AI is Learning to Diagnose Schizophrenia from a Smartphone Video

September 23, 2019


Speaking into your smartphone for 2 minutes could reveal whether you have a mental health condition. That is according to the developers of an app that analyses facial expressions and speech to diagnose schizophrenia.


The company behind the app, AICure, hopes that it could be used to better support and monitor people with schizophrenia, and eventually those who have other mental health conditions. The current version of the app was developed to measure symptoms of schizophrenia like low mood and difficulty thinking, says Isaac Galatzer-Levy at AI Cure. Conventionally, these have been harder to measure than symptoms like hallucinations and delusions, he says.


To do this, the app tracks facial movements, as well as the content, tone and pitch of a person’s speech. Some people with schizophrenia move more slowly, and show less emotion on their faces, says Galatzer-Levy. It can then send a score to the person’s doctor, rating these symptoms. However, the app isn’t designed to spot all symptoms associated with the condition, such as hallucinations or delusions.

- **Extracted data**:

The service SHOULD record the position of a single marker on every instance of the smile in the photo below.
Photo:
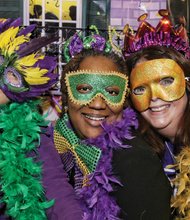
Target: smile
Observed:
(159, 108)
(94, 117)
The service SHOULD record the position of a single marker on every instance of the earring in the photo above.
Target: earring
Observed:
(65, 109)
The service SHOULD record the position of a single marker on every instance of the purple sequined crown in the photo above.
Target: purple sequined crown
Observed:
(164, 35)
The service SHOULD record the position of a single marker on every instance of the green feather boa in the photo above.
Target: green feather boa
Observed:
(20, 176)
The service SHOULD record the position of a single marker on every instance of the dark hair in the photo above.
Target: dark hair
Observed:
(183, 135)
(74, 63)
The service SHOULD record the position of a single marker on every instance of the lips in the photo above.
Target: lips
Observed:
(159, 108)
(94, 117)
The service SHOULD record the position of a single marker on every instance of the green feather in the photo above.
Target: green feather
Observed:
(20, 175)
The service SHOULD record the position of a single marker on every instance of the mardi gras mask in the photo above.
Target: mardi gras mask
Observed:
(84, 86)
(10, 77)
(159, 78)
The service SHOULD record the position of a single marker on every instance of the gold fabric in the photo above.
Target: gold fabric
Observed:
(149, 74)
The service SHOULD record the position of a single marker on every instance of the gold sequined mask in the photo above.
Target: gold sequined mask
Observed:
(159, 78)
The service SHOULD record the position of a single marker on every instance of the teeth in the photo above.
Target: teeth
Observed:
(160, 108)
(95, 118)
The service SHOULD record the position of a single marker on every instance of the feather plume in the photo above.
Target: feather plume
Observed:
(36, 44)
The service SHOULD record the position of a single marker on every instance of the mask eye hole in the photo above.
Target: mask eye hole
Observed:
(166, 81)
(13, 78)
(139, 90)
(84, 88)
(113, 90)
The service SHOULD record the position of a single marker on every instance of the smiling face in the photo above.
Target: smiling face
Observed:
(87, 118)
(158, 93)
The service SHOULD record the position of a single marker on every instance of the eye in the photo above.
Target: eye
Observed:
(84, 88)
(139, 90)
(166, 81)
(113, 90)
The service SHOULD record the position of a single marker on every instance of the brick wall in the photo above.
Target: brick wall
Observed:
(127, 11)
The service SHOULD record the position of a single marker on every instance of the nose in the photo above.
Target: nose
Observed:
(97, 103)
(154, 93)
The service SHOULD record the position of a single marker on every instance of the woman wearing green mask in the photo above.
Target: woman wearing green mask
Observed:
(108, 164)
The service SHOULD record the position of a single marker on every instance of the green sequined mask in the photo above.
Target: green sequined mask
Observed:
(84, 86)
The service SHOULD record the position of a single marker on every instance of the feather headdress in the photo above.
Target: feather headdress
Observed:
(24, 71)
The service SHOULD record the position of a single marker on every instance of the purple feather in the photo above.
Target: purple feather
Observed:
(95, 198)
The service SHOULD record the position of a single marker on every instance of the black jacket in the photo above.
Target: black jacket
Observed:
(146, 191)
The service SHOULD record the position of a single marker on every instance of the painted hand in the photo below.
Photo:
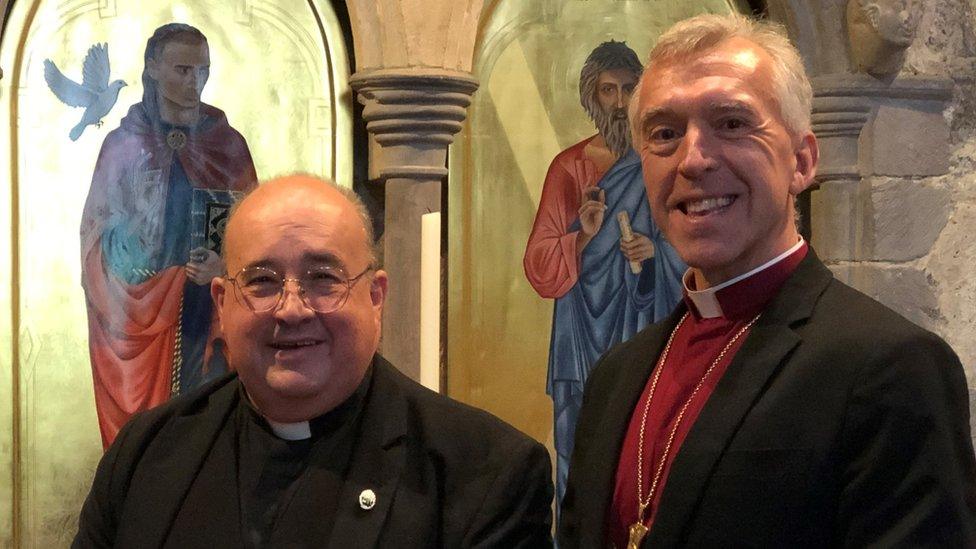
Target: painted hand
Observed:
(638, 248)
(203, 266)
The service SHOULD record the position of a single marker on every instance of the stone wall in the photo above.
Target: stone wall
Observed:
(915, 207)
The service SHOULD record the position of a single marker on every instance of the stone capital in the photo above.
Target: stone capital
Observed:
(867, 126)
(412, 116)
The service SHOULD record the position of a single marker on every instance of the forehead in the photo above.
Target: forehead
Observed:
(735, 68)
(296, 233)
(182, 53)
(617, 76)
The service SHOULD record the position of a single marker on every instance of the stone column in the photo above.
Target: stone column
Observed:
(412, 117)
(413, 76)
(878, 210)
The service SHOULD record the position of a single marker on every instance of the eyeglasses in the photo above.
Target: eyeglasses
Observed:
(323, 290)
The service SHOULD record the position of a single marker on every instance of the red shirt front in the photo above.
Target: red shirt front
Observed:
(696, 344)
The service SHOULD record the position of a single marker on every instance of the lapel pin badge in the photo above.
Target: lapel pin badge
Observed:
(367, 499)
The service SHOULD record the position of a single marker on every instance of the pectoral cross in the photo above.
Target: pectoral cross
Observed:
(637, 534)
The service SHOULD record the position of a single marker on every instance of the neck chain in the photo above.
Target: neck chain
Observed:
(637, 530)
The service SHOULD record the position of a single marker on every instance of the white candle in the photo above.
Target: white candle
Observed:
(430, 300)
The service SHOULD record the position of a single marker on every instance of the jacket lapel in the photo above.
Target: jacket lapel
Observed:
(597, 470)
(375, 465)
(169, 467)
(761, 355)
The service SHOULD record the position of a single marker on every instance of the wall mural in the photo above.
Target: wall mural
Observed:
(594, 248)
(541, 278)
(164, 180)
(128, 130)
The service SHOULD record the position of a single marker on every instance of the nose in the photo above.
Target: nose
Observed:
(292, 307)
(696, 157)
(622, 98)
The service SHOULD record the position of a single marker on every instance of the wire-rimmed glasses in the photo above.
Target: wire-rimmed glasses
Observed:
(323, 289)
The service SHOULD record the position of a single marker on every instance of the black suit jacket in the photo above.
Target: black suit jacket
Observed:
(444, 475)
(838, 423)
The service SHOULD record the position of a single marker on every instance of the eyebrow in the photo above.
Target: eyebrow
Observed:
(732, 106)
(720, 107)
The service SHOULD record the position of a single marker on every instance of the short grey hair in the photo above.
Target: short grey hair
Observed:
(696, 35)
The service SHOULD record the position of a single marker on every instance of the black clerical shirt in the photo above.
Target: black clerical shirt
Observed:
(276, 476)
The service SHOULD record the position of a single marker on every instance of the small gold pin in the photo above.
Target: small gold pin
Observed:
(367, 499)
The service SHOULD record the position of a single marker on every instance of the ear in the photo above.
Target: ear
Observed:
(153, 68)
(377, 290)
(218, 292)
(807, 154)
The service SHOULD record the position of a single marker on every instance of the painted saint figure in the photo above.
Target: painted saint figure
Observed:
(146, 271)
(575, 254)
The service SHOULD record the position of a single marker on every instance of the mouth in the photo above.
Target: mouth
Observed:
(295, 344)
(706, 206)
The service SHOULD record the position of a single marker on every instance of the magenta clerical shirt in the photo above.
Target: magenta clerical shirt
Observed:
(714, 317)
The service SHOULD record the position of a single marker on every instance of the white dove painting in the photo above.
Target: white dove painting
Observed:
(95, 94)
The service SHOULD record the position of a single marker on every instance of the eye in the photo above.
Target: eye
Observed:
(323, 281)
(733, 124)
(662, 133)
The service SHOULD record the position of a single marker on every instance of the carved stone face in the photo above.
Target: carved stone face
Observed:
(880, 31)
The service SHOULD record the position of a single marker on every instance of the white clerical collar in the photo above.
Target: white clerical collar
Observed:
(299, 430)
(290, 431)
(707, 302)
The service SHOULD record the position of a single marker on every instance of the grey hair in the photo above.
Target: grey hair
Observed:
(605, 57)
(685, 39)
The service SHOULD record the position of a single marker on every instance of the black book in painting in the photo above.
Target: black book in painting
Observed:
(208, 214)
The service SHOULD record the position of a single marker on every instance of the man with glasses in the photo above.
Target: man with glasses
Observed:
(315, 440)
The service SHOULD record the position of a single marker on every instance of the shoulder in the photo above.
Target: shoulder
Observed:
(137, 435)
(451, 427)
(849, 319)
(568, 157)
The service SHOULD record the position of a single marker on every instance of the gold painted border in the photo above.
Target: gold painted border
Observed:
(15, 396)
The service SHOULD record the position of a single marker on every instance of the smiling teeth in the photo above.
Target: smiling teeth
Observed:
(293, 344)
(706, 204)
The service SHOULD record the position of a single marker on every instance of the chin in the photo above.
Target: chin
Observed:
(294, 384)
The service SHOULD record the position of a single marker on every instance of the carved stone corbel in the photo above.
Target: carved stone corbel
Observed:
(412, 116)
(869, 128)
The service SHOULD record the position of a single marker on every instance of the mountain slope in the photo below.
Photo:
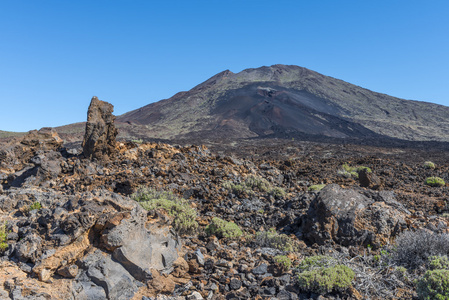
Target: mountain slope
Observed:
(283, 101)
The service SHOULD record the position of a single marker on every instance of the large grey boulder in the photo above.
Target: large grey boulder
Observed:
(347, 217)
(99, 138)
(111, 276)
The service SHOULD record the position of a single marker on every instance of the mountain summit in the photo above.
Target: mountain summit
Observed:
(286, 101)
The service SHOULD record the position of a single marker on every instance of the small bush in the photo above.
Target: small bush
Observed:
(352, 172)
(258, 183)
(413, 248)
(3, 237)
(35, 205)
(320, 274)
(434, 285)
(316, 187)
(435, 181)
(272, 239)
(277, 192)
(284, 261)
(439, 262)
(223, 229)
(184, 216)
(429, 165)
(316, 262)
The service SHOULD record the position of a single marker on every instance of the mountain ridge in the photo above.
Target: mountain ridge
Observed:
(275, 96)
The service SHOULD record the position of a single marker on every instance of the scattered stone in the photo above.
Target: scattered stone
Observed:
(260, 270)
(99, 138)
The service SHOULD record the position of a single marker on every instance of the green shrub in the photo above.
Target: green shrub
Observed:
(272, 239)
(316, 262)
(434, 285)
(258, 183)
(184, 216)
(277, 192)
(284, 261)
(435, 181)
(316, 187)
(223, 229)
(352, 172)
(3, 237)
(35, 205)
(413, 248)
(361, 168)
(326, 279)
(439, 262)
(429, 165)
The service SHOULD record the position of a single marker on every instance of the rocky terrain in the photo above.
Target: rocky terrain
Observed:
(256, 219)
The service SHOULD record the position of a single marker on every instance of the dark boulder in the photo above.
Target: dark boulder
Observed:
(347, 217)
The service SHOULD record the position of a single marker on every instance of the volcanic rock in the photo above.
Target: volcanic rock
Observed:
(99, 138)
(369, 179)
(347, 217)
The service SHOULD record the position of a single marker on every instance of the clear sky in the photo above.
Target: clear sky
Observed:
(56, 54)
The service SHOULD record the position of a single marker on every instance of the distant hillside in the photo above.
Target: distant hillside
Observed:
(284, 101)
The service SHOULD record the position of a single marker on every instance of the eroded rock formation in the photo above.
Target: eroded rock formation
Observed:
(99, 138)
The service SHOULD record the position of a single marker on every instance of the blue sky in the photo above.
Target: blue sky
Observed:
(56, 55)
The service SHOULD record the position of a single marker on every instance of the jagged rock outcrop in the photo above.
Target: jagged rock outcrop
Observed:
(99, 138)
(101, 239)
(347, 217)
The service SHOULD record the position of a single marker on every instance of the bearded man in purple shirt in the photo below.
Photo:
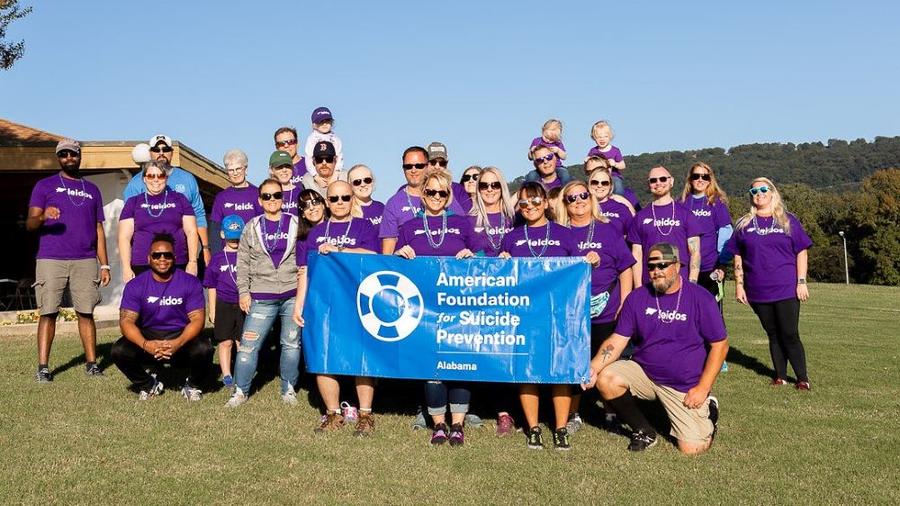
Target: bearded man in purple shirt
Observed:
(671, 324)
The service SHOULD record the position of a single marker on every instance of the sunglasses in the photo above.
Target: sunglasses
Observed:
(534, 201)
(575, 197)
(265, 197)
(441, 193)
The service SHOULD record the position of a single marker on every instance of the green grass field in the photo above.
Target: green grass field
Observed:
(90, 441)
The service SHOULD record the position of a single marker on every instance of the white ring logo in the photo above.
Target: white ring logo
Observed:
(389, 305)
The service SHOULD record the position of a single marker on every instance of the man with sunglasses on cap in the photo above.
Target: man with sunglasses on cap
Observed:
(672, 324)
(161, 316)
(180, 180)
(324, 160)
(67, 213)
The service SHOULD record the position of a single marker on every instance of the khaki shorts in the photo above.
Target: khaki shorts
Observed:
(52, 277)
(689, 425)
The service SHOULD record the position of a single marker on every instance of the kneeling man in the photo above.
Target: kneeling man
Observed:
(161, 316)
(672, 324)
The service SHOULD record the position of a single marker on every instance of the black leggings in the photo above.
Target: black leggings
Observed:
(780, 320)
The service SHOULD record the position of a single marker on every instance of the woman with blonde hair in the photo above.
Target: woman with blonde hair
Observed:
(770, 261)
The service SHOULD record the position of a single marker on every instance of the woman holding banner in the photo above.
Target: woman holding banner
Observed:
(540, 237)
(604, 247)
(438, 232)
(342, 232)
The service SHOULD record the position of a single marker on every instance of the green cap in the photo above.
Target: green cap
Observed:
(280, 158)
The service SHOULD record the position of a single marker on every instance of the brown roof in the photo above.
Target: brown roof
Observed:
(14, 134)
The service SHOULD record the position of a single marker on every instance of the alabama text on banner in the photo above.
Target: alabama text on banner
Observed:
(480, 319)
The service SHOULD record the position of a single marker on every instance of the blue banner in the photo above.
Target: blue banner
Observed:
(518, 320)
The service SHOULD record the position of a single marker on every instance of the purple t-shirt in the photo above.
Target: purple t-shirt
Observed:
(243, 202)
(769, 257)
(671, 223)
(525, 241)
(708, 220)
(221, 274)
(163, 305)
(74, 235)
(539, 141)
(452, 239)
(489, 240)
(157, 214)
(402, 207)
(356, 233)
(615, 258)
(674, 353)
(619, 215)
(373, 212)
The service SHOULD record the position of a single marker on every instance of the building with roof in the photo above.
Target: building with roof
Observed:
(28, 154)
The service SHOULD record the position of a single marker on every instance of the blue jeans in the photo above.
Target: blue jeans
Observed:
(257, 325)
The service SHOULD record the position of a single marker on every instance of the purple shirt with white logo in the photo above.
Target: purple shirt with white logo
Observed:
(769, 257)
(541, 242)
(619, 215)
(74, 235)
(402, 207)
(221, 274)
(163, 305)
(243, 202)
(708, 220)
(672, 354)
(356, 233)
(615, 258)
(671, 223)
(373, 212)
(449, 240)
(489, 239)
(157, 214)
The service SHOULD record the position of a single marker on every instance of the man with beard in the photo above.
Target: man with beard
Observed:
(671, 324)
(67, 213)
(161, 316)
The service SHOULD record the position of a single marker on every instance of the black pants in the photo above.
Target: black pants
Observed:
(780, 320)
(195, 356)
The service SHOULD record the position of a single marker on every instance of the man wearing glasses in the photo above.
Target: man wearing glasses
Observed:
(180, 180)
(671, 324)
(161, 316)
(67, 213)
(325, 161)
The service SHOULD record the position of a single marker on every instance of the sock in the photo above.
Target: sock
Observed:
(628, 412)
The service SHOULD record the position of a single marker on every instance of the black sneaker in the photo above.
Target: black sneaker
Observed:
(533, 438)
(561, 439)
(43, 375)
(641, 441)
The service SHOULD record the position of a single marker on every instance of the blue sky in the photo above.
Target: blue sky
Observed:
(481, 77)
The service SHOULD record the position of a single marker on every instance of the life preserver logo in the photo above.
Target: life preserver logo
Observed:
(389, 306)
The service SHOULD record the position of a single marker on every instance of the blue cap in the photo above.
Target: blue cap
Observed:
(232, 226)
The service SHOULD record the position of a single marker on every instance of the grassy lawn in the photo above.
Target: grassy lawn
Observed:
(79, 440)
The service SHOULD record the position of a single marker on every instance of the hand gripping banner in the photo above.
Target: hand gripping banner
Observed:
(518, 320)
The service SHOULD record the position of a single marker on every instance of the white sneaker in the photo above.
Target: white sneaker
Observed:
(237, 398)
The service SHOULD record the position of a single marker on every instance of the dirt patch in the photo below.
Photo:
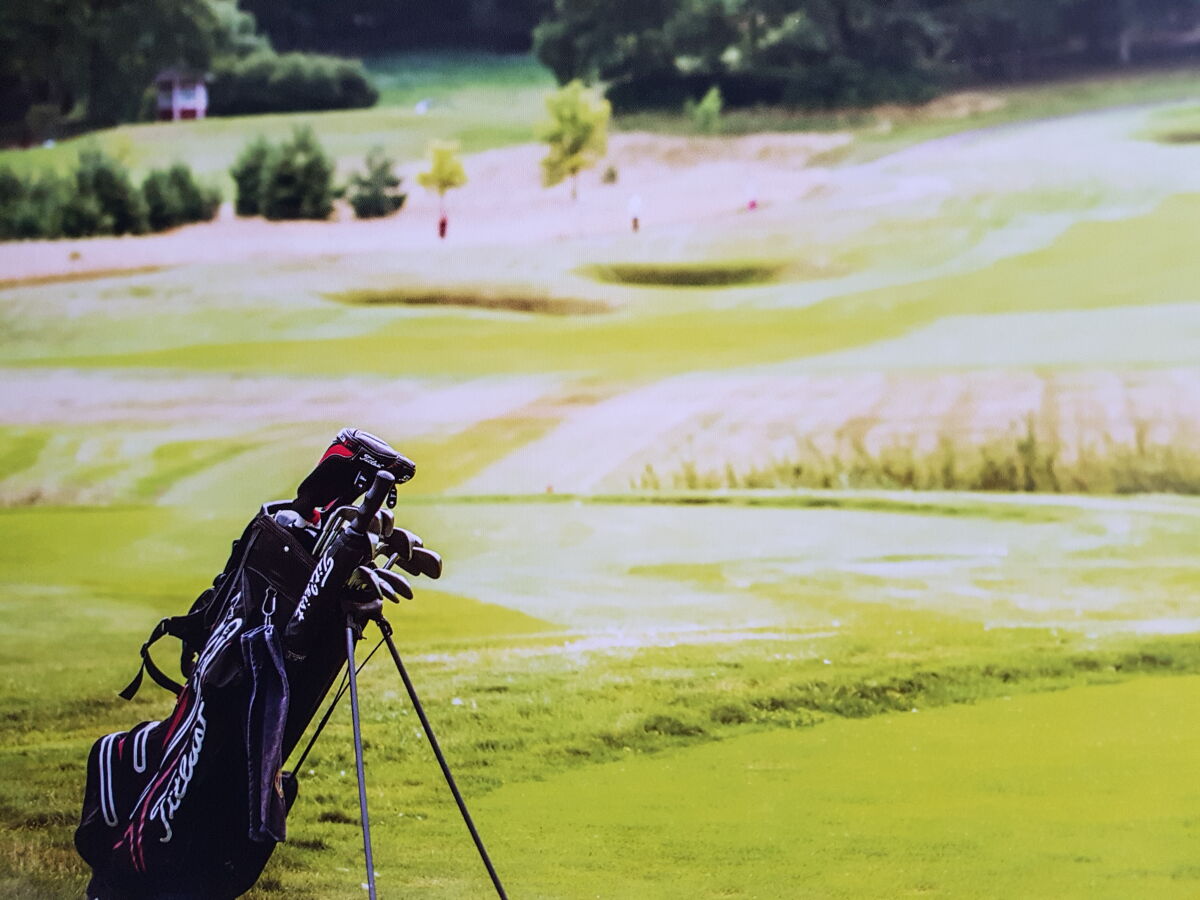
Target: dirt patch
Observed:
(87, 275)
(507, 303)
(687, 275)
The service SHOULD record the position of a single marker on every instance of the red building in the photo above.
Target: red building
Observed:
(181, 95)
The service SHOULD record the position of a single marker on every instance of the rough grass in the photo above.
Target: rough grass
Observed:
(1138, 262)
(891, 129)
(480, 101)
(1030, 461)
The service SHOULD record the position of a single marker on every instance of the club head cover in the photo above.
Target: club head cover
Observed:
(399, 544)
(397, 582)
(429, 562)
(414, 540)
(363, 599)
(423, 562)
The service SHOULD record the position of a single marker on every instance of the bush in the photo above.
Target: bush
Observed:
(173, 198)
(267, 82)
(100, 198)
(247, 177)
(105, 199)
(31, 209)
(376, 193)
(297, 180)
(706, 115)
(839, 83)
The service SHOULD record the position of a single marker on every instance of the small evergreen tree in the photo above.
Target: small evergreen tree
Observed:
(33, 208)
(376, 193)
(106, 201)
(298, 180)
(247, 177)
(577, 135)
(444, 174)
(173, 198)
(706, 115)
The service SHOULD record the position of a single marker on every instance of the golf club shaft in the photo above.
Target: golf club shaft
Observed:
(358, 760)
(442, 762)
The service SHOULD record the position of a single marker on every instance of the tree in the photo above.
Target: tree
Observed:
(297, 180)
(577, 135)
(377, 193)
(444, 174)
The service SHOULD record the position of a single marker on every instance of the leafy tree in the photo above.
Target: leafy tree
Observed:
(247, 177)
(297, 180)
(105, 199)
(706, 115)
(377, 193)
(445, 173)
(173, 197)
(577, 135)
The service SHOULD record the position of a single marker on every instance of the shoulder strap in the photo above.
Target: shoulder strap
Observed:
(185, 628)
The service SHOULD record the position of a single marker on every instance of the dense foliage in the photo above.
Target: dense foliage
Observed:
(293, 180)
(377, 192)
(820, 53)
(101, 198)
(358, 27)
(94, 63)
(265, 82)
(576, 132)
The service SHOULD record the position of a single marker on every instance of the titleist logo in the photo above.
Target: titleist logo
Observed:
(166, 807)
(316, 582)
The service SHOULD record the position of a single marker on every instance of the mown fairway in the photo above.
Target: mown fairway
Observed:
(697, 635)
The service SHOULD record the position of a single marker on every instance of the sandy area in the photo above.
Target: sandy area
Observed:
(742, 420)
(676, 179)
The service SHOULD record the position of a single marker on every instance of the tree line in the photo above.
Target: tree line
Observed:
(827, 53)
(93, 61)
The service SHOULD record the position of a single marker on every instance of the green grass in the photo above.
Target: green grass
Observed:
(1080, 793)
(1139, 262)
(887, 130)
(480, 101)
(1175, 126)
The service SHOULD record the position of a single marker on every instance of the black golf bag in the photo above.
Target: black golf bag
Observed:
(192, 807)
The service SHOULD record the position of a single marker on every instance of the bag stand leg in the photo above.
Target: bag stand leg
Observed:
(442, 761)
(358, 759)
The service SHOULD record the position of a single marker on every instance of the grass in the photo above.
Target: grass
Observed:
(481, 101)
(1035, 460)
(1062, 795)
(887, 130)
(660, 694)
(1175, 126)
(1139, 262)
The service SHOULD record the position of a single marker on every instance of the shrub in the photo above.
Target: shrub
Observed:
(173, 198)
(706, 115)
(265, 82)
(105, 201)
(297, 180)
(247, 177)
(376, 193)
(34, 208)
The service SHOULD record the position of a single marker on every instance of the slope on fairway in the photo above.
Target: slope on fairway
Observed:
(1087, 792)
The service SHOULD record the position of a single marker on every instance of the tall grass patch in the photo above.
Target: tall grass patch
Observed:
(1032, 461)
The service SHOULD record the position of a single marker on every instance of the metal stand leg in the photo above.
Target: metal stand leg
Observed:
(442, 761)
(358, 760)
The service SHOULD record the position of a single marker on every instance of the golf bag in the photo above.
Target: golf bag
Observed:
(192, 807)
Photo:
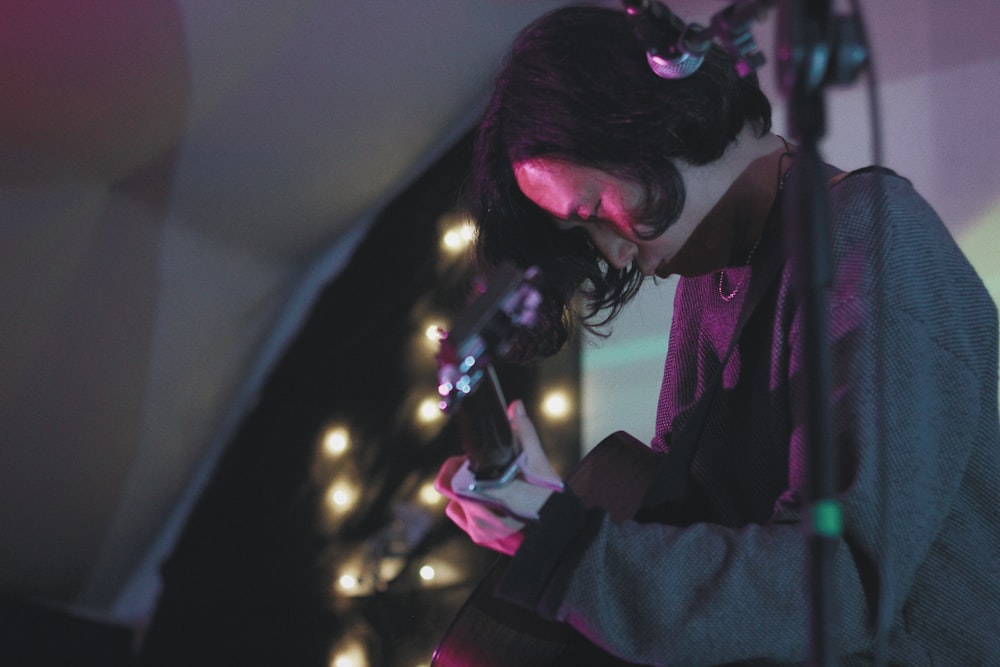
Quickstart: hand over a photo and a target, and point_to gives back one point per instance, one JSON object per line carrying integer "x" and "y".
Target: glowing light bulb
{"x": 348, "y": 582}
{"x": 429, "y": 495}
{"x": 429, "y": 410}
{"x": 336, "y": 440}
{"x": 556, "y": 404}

- **The problem**: Copy the passage on the schizophrenia app from "AI is Learning" up to and including "to diagnose schizophrenia.", substituting "body language" for "facial expressions".

- **Written response**:
AI is Learning to Diagnose Schizophrenia from a Smartphone Video

September 23, 2019


Speaking into your smartphone for 2 minutes could reveal whether you have a mental health condition. That is according to the developers of an app that analyses body language and speech to diagnose schizophrenia.